Passage shown:
*-*-*
Business Context
AcmeCloud wants to connect an internal LLM assistant to company data sources so employees can ask questions about product docs, support runbooks, API references, and policy manuals. The goal is to reduce hallucinations and return grounded answers with citations.
Data
- Sources: Confluence pages, PDFs, HTML docs, support articles, and internal markdown repositories
- Volume: ~2 million documents, updated daily
- Text length: 50-5,000 words per document; many documents contain tables, code blocks, and headings
- Language: Primarily English, with ~10% multilingual content
- Labels available: Weak supervision only (click logs, thumbs-up/down, and a small set of curated Q&A pairs)
Success Criteria
A good solution should improve answer grounding and freshness while keeping median retrieval + generation latency under 2 seconds. Target at least 85% answer relevance on a human-reviewed benchmark and clear source attribution for every response.
*-*-*
Stored data entries:
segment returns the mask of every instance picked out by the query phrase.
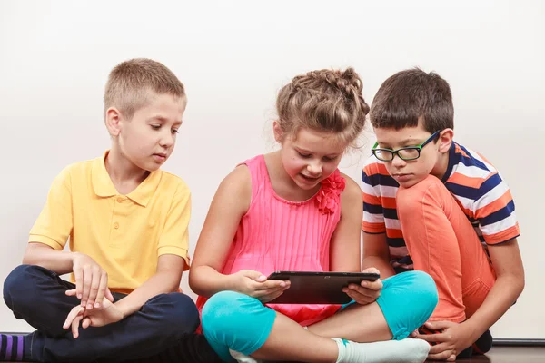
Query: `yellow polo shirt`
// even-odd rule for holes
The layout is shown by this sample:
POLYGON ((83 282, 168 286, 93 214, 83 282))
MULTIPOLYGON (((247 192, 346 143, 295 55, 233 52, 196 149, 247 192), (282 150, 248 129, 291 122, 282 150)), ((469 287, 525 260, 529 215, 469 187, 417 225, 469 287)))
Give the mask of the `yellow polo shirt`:
POLYGON ((28 240, 61 250, 70 238, 70 250, 106 270, 110 289, 129 293, 155 273, 161 255, 180 256, 189 269, 191 193, 182 179, 158 170, 119 194, 107 152, 57 175, 28 240))

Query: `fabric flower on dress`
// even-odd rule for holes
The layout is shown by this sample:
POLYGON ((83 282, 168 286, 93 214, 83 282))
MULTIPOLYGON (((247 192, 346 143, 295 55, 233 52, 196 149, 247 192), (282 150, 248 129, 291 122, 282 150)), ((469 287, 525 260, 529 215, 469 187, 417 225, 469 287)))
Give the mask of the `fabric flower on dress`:
POLYGON ((341 176, 339 169, 335 170, 329 178, 322 182, 322 189, 316 195, 316 205, 323 214, 337 211, 341 204, 341 193, 344 191, 344 178, 341 176))

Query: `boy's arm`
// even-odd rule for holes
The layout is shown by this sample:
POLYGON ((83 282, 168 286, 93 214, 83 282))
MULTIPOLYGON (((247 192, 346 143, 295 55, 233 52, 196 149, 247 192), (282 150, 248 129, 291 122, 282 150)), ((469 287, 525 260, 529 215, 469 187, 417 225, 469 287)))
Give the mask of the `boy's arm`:
POLYGON ((29 242, 23 256, 24 265, 36 265, 64 275, 72 272, 74 252, 56 250, 39 242, 29 242))
POLYGON ((176 291, 180 287, 184 268, 185 261, 180 256, 159 256, 155 274, 114 305, 123 313, 123 316, 126 317, 138 311, 153 297, 176 291))
POLYGON ((114 305, 124 317, 133 314, 151 298, 173 292, 180 288, 182 273, 189 268, 189 221, 191 219, 191 192, 181 182, 173 197, 164 227, 157 243, 155 274, 114 305))
MULTIPOLYGON (((372 156, 374 158, 374 156, 372 156)), ((366 165, 362 172, 362 197, 363 199, 363 256, 362 269, 374 267, 381 272, 381 279, 395 275, 390 264, 390 250, 386 242, 386 226, 382 211, 382 196, 376 185, 381 177, 380 168, 374 162, 366 165)))
POLYGON ((362 269, 374 267, 381 271, 381 279, 395 275, 390 263, 390 250, 386 242, 386 233, 363 232, 363 260, 362 269))
POLYGON ((63 251, 73 229, 70 168, 53 181, 47 201, 30 231, 23 263, 37 265, 60 275, 72 272, 71 252, 63 251))
POLYGON ((437 343, 430 349, 429 358, 445 360, 452 352, 460 353, 470 347, 512 306, 524 289, 524 268, 517 239, 489 246, 496 270, 496 282, 482 305, 462 323, 451 321, 427 322, 426 326, 441 334, 417 335, 437 343))

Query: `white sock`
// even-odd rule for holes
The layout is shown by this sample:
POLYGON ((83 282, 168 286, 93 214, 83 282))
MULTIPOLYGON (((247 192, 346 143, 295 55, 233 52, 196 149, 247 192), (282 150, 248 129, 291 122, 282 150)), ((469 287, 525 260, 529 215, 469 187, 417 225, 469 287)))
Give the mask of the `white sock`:
POLYGON ((229 353, 231 354, 231 357, 235 358, 236 361, 239 363, 262 363, 263 362, 263 360, 256 360, 256 359, 253 358, 252 357, 244 356, 243 353, 237 352, 235 350, 229 349, 229 353))
POLYGON ((422 363, 430 351, 428 342, 411 338, 375 343, 333 340, 339 347, 337 363, 422 363))

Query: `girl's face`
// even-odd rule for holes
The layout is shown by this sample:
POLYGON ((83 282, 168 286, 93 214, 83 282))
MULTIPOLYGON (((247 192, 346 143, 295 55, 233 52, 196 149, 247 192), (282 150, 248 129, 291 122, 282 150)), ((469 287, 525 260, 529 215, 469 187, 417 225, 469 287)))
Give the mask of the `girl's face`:
POLYGON ((348 146, 332 132, 308 128, 282 138, 277 123, 274 123, 274 136, 282 144, 282 161, 286 172, 305 191, 315 188, 337 169, 348 146))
*-*-*
What this exercise asks:
(A) Reproduce the stretch of the AcmeCloud brief from "Success Criteria" through "for every response.".
(B) According to the AcmeCloud brief, how many documents are there, and how often are they updated?
(C) List every data source named in the AcmeCloud brief.
The rows have no role in this work.

Task-by-task solutions:
(A)
Success Criteria
A good solution should improve answer grounding and freshness while keeping median retrieval + generation latency under 2 seconds. Target at least 85% answer relevance on a human-reviewed benchmark and clear source attribution for every response.

(B) There are about 2 million documents, updated daily.

(C) Confluence pages, PDFs, HTML docs, support articles, and internal markdown repositories